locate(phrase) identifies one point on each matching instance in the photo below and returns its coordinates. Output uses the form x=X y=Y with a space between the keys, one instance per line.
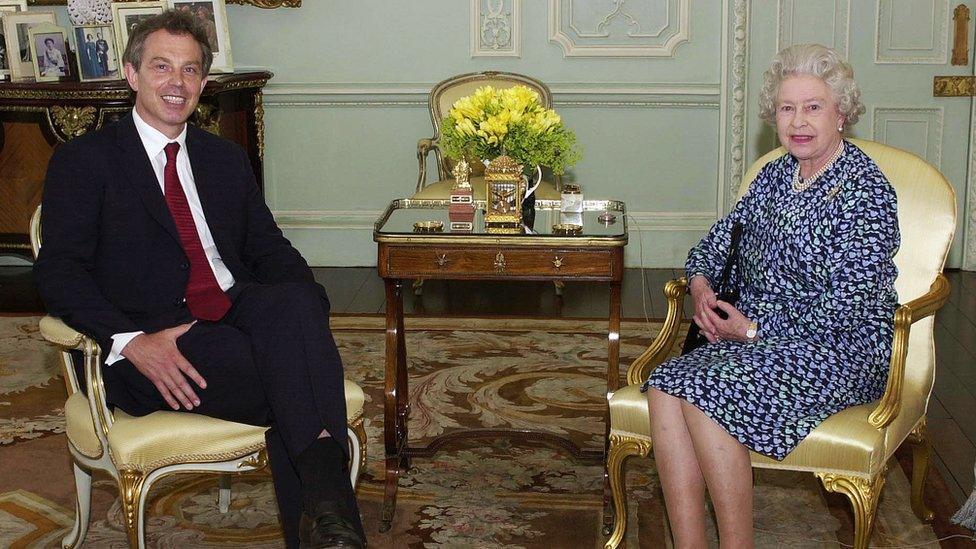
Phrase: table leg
x=613 y=383
x=395 y=406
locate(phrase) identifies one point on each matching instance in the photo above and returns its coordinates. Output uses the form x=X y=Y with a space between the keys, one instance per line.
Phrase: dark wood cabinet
x=37 y=117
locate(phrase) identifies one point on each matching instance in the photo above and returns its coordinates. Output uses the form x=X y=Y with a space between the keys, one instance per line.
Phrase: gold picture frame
x=15 y=30
x=8 y=6
x=49 y=51
x=126 y=15
x=213 y=15
x=98 y=58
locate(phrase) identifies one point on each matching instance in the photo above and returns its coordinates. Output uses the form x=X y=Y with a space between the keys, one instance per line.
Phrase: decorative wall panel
x=912 y=32
x=969 y=232
x=496 y=28
x=820 y=21
x=618 y=28
x=918 y=130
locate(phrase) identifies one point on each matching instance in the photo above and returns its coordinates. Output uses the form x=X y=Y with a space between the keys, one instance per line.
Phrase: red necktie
x=204 y=297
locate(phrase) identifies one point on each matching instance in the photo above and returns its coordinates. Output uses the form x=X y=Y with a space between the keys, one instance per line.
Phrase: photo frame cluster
x=33 y=46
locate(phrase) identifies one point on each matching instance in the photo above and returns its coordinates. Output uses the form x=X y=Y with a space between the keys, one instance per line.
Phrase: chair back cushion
x=443 y=96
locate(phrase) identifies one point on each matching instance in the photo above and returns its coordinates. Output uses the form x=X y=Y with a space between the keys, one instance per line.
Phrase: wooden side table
x=38 y=116
x=595 y=255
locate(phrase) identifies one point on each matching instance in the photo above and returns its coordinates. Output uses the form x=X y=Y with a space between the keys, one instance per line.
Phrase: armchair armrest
x=424 y=146
x=66 y=337
x=659 y=349
x=906 y=315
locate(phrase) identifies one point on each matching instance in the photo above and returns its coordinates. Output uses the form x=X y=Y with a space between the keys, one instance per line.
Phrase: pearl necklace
x=800 y=184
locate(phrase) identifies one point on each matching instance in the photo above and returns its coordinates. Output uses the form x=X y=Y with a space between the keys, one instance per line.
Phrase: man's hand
x=157 y=357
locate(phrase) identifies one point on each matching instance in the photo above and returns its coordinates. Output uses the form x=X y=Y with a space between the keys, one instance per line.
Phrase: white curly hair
x=813 y=60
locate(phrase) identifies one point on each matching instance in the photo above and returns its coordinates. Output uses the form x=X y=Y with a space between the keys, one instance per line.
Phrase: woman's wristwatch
x=752 y=332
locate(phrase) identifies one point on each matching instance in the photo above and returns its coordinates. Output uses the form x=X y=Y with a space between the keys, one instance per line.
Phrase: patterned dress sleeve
x=861 y=268
x=708 y=257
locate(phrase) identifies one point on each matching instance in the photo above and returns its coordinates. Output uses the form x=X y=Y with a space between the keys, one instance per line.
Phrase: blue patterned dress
x=815 y=271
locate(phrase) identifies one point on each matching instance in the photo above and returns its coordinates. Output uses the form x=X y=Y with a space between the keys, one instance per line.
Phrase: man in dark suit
x=158 y=243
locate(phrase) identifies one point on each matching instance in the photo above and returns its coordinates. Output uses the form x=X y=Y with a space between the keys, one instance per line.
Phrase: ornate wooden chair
x=138 y=451
x=849 y=452
x=439 y=102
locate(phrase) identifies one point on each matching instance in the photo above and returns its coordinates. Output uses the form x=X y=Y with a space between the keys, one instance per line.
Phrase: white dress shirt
x=154 y=142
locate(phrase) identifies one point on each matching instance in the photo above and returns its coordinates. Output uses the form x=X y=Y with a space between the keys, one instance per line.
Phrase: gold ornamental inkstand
x=504 y=190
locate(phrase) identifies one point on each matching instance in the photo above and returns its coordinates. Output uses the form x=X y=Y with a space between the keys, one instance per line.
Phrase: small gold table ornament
x=428 y=226
x=461 y=210
x=504 y=190
x=567 y=229
x=461 y=172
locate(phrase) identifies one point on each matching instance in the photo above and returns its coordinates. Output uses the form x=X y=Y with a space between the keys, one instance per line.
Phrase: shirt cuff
x=119 y=341
x=703 y=275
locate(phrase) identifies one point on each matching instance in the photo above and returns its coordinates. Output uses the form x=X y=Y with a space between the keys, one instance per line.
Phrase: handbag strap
x=730 y=259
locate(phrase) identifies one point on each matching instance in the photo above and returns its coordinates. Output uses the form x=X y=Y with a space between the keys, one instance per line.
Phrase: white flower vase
x=89 y=12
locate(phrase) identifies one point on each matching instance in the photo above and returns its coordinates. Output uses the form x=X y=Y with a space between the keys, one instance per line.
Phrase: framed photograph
x=213 y=16
x=15 y=28
x=7 y=6
x=126 y=15
x=97 y=56
x=49 y=49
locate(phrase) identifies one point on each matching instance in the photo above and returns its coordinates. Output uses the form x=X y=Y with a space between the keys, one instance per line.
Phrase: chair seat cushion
x=441 y=190
x=164 y=438
x=844 y=443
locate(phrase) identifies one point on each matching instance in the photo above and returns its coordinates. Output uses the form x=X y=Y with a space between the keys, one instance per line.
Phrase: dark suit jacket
x=111 y=259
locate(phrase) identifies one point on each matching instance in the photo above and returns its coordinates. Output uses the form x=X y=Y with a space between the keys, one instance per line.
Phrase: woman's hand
x=703 y=299
x=732 y=328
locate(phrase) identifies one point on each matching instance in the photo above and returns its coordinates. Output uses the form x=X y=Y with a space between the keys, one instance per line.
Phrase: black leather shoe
x=327 y=525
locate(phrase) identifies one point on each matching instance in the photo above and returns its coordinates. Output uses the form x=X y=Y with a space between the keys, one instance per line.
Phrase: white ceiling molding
x=588 y=28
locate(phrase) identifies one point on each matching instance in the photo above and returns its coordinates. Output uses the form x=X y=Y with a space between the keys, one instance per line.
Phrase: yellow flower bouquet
x=491 y=122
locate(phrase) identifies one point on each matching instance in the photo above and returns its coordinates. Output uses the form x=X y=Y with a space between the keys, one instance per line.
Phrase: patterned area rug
x=464 y=373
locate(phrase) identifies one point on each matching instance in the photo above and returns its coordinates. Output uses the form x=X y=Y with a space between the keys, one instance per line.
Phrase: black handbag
x=723 y=291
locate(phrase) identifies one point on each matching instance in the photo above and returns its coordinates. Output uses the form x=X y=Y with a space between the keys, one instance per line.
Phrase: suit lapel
x=140 y=175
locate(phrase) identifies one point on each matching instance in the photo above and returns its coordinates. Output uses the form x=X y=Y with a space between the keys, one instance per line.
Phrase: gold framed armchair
x=442 y=96
x=138 y=451
x=850 y=451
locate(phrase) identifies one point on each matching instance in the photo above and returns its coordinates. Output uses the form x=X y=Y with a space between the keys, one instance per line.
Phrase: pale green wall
x=348 y=103
x=671 y=135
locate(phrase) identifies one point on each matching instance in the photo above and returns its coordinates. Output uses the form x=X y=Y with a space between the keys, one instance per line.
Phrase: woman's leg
x=677 y=465
x=725 y=464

--------------------------------

- _OBJECTIVE_: Can you repeat every record above exactly, apart from the pictures?

- _SOLUTION TO THIS EXERCISE_:
locate(phrase) identifies one point on each matching instance in the photo below and returns its coordinates. Output uses the form x=X y=Y with a space between the keys, one instance per line.
Phrase: table leg
x=613 y=383
x=395 y=406
locate(phrase) identifies one point on each matching instance in the photo above and returns its coordinates. Output uses the form x=X y=Y with a space between the keys, one instance per line.
Phrase: dark wood cabinet
x=37 y=117
locate(phrase) identifies one point on each matching instance in the photo above and returns its coordinates. Output uses the form x=X y=Y with a space between the keys, one instance per line.
Phrase: gold picture frame
x=15 y=30
x=8 y=6
x=49 y=51
x=126 y=15
x=213 y=15
x=98 y=58
locate(phrase) identifies one point on each matching instance in the photo above and returns its coordinates. Output uses the form x=X y=Y with a space between the keys, one instance per line.
Phrase: decorative wall panel
x=912 y=32
x=969 y=232
x=496 y=28
x=820 y=21
x=618 y=28
x=918 y=130
locate(phrase) identifies one point on each matching instance in the photo above and returns its coordinates. Output uses the form x=X y=Y with a space between the keys, one instance per line.
Phrase: red necktie
x=204 y=297
locate(phrase) identifies one point on each matching instance in the photo above and returns its coordinates. Output uses the form x=X y=Y with a space between the keys, one instance per line.
Phrase: photo frame cluster
x=33 y=46
locate(phrase) identifies one point on each matching instance in the photo above and returns its coordinates. Output uses the form x=X y=Y with a space between the keys, one instance per line.
Phrase: chair back cushion
x=443 y=96
locate(phrase) identifies one point on each matching instance in the photo above and returns its coordinates. Output uses the form x=X y=Y with a space between the keys, one instance per line.
Phrase: wooden side table
x=38 y=116
x=595 y=255
locate(phrase) identifies one point on each matching instance in the photo above and returns its coordinates. Output uses the form x=X y=Y with a space between the keys, one instance per line.
Phrase: armchair armrest
x=424 y=146
x=66 y=337
x=659 y=349
x=906 y=315
locate(phrase) identifies one point on each matching instance in the photo above and returns its coordinates. Output uses the form x=X y=Y with a space between the keys, one instance per line.
Phrase: pearl necklace
x=800 y=184
locate(phrase) identifies one point on each matching instance in the photo above and returns its coordinates. Output uses the form x=X y=Y with a space between the keys, one instance per line.
Phrase: man's hand
x=157 y=357
locate(phrase) identifies one point on each matching instance in the photo above and returns its coordinates. Output uses the form x=X y=Y with a space between the keys, one instance per line.
Phrase: white curly hair
x=813 y=60
locate(phrase) identifies one point on each matching instance in the photo above and returns its coordinates. Output uses the form x=X y=Y with a space between the keys, one instance per line.
Phrase: woman's wristwatch
x=752 y=332
locate(phrase) identifies one point on each matching instance in the photo above and returns its coordinates. Output uses the form x=X y=Y with a space between the keys, one instance per line.
Phrase: patterned dress sleeve
x=861 y=268
x=708 y=257
locate(phrase) identifies one point on each matching instance in the photo above and returns its coordinates. Output uses the form x=X y=Y with a space between the keys, one instance per line.
Phrase: blue patterned dress
x=815 y=271
locate(phrase) identifies one point on each matching instance in the photo above and returns its coordinates. Output uses the form x=X y=Y with a space between the keys, one instance per line.
Phrase: man in dark suit
x=158 y=243
locate(phrase) identifies one point on each matching instance in the photo above and returns its coordinates. Output uses the form x=X y=Y with a space between the keys, one instance per line.
Phrase: ornate wooden chair
x=138 y=451
x=849 y=452
x=439 y=102
locate(phrase) identifies one point on each matching instance in the photo above and returns its coordinates. Output uses the form x=X y=Y with a space between the keys, one instance per line.
Phrase: white dress shirt
x=154 y=142
locate(phrase) identifies one point on each matching instance in the photo above and returns its coordinates. Output uses the form x=X y=Y with a space between the keys, one instance per line.
Phrase: gold ornamental inkstand
x=504 y=190
locate(phrase) identifies one point on each matching instance in the photo above and returns its coordinates. Output uses the form x=X y=Y with a space between the keys, one instance per line.
Phrase: small gold table ornament
x=428 y=226
x=461 y=210
x=504 y=190
x=567 y=229
x=461 y=172
locate(phrase) identifies one point on each matching instance in the photo above and returns its coordinates. Output uses the form x=X y=Y with a space between the keys, one instance per line.
Phrase: shirt cuff
x=119 y=341
x=703 y=275
locate(phrase) identifies one point on each matching instance in the photo above and returns its coordinates. Output uses the form x=X y=Y with a space between the keys, one instance per line.
Phrase: handbag strap
x=730 y=259
locate(phrase) identifies one point on each matching instance in the photo above and returns its coordinates. Output uses the form x=X y=Y with a space between the keys, one instance per line.
Phrase: white flower vase
x=89 y=12
locate(phrase) identifies one point on each matching instance in the photo above and returns its coordinates. Output uses the form x=X y=Y with a space between the keys, one instance per line.
Phrase: framed photograph
x=213 y=16
x=15 y=28
x=7 y=6
x=126 y=15
x=97 y=56
x=49 y=49
locate(phrase) identifies one point on each matching instance in the photo above and returns its coordinates. Output uses the form x=X y=Y with a space between the keys, one instance per line.
Phrase: chair seat cushion
x=441 y=190
x=164 y=438
x=844 y=443
locate(phrase) identifies one point on each matching instance in the photo above and returns its coordinates. Output uses the form x=X y=Y with a space between the keys, one instance per line.
Phrase: dark suit jacket
x=111 y=259
locate(phrase) identifies one point on each matching instance in the photo above and returns its coordinates. Output uses the form x=X y=Y with a space between the keys, one instance per line.
Phrase: woman's hand
x=703 y=299
x=732 y=328
locate(phrase) identifies one point on each matching instance in the photo above and returns its coordinates. Output uses the form x=X y=Y with a space between the keys, one instance per line.
Phrase: black leather shoe
x=327 y=525
locate(phrase) identifies one point on each matching instance in the photo above and returns its coordinates. Output uses the form x=X y=Y with a space between the keys, one instance per line.
Phrase: white ceiling molding
x=588 y=28
locate(phrase) identifies one point on each matching instance in the photo above and returns its coordinates. Output uses the form x=X y=Y with a space between the keys, one instance per line.
Phrase: yellow flower bouquet
x=491 y=122
locate(phrase) identifies one point on each matching instance in the photo above and returns its coordinates. Output uses the form x=X y=Y with a space between the keys, one instance per line.
Phrase: patterned area rug
x=464 y=373
locate(phrase) identifies one point on each matching instance in the photo above and returns its coordinates. Output uses the form x=X y=Y with a space between the keys, one instance per line.
Phrase: black handbag
x=723 y=291
locate(phrase) identifies one point on each matching instance in the photo above and returns its coordinates. Output uses the form x=X y=Y with a space between the keys, one instance per line.
Phrase: suit lapel
x=140 y=175
locate(phrase) identifies one point on each matching instance in the photo above and returns its coordinates. Output uses the form x=X y=Y with a space between the keys, one instance per line.
Phrase: gold framed armchair
x=442 y=96
x=138 y=451
x=850 y=451
locate(phrase) identifies one point on each matching instance in the photo above and returns its coordinates. Output uses the form x=X y=Y with a space between the keys, one instance per line.
Phrase: pale green wall
x=348 y=103
x=671 y=135
locate(phrase) identifies one point on each matching instance in the photo above and returns its coordinates. Output uses the form x=X y=Y with a space between the keys, one instance per line.
Phrase: woman's leg
x=677 y=465
x=725 y=464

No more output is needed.